# RECORDS FOR THIS EXERCISE:
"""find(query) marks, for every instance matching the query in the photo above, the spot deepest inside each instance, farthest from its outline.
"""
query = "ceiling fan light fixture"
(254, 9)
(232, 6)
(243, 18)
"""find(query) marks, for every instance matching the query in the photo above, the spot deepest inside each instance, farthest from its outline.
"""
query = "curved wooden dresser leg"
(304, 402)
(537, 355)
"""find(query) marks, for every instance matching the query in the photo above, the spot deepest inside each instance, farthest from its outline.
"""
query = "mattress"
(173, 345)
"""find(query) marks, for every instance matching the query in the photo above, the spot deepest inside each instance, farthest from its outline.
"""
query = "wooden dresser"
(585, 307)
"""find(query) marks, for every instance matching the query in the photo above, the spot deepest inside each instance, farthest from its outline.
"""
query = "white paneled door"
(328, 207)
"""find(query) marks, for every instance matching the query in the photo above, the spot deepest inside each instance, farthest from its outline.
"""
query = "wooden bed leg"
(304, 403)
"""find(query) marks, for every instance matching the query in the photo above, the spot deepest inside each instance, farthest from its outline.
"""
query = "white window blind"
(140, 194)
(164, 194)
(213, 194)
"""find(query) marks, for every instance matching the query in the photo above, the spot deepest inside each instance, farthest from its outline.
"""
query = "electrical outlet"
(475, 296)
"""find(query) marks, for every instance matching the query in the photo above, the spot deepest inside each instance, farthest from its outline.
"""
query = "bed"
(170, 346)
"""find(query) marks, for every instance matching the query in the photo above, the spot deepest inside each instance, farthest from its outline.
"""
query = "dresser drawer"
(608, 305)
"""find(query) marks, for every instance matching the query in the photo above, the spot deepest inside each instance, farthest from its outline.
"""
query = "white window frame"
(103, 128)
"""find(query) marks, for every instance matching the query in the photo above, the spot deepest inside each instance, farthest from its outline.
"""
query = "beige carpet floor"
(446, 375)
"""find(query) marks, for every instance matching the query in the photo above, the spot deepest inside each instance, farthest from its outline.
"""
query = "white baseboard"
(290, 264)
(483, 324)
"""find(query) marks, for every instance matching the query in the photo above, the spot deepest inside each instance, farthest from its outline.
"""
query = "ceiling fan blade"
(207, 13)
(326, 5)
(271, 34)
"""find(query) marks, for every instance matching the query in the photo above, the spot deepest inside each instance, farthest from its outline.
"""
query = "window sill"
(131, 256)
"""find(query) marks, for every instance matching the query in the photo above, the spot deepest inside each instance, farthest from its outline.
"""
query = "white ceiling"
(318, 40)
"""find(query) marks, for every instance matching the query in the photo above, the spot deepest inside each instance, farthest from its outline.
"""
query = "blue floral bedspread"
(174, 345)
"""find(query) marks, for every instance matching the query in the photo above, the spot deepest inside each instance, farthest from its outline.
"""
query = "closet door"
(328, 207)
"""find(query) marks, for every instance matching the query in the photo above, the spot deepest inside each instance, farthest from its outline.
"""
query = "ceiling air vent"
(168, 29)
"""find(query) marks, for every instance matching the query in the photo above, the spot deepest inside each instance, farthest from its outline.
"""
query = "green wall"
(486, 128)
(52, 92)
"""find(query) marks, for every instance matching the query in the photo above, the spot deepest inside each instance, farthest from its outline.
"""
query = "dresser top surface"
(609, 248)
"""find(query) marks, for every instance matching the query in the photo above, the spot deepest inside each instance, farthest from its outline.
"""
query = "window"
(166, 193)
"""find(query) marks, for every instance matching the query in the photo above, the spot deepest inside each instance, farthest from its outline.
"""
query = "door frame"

# AIM:
Please set down the whole listing above without altering a single line.

# RESULT OF THE EXERCISE:
"""find(query) marks, for every instance matching the query in the photo above, the spot deepest inside each instance, farthest from its outline.
"""
query = "ceiling fan light fixture"
(254, 9)
(232, 6)
(243, 18)
"""find(query) marks, for every instance matching the query in the photo above, the spot deepest inside each instance, farthest from its outline.
"""
query = "curved wooden dresser leg"
(304, 402)
(537, 355)
"""find(query) marks, for every instance matching the query in the photo above, the spot deepest inside each instance, farthest from its outline.
"""
query = "mattress"
(173, 345)
"""find(query) marks, for every instance matching the query in the photo above, the spot deepest inside each instance, farthest from its outline.
"""
query = "wooden dresser"
(585, 307)
"""find(query) marks, for every instance matching the query in the photo above, the spot deepest inside each instance, farthest from its outline.
"""
query = "white paneled door"
(328, 207)
"""find(query) marks, for every instance matching the query in the photo above, the spot deepest inside each instance, farthest from its outline.
"""
query = "wooden bed leg"
(304, 403)
"""find(query) marks, for every instance matching the query in the photo above, the spot deepest inside each instance, farthest from its outline.
"""
query = "white window blind"
(140, 194)
(164, 194)
(213, 194)
"""find(query) marks, for every instance matching the query in the photo above, the spot deepest inside each instance, farthest from its outline.
"""
query = "electrical outlet"
(475, 296)
"""find(query) marks, for every instance matching the query in the photo above, the spot deepest inside each instance, farthest from its outline.
"""
query = "bed"
(170, 346)
"""find(query) marks, for every instance matching the query in the photo above, the spot deepest inside each instance, farthest from its outline.
"""
query = "dresser drawer"
(608, 305)
"""find(query) marks, for every instance matching the query in the photo above, the spot deepest inside each instance, farthest from its outline.
"""
query = "white window frame"
(103, 128)
"""find(query) marks, for every instance matching the query in the photo above, the spot deepest inside each instance, farthest from its outline.
"""
query = "beige carpet floor"
(446, 375)
"""find(query) marks, for every instance matching the query in the photo above, the spot deepest inside each instance, farthest from its outline.
"""
query = "white baseboard"
(290, 264)
(483, 324)
"""find(query) marks, for every instance matching the query in the photo above, the spot deepest inside each instance, farthest from its outline.
"""
query = "ceiling fan blade"
(207, 13)
(326, 5)
(271, 34)
"""find(query) marks, for every instance matching the query in the photo above, the spot deepest inside each instance, farthest from its outline.
"""
query = "window sill"
(131, 256)
"""find(query) marks, for every instance matching the query in the photo above, the spot deepest inside each instance, farthest from its outline.
"""
query = "white ceiling"
(318, 40)
"""find(query) marks, for every instance matching the query in the photo above, the spot deepest inside each instance, farthest from its outline.
"""
query = "blue floral bedspread"
(174, 345)
"""find(query) marks, for every instance matching the query in the photo above, the spot deepest inside each instance, farthest from its outline.
"""
query = "closet door"
(328, 207)
"""find(query) marks, for every instance matching the query in the photo above, the spot deepest inside each instance, farthest from its outline.
"""
query = "ceiling air vent"
(168, 29)
"""find(query) marks, for every instance matching the query in the photo above, the spot deepest inside each instance, farthest from its outline.
"""
query = "green wall"
(486, 128)
(52, 92)
"""find(query) marks, for every instance matching the query in the photo above, the spot deepest inside each instance, farthest from its outline.
"""
query = "dresser top surface"
(609, 248)
"""find(query) marks, for every instance matching the query in the photo above, the spot deepest inside each instance, farthest from its outline.
"""
query = "window"
(166, 193)
"""find(query) marks, for every instance matching the query in the photo above, the spot deepest inside each instance, farthest from its outline.
"""
query = "door frame"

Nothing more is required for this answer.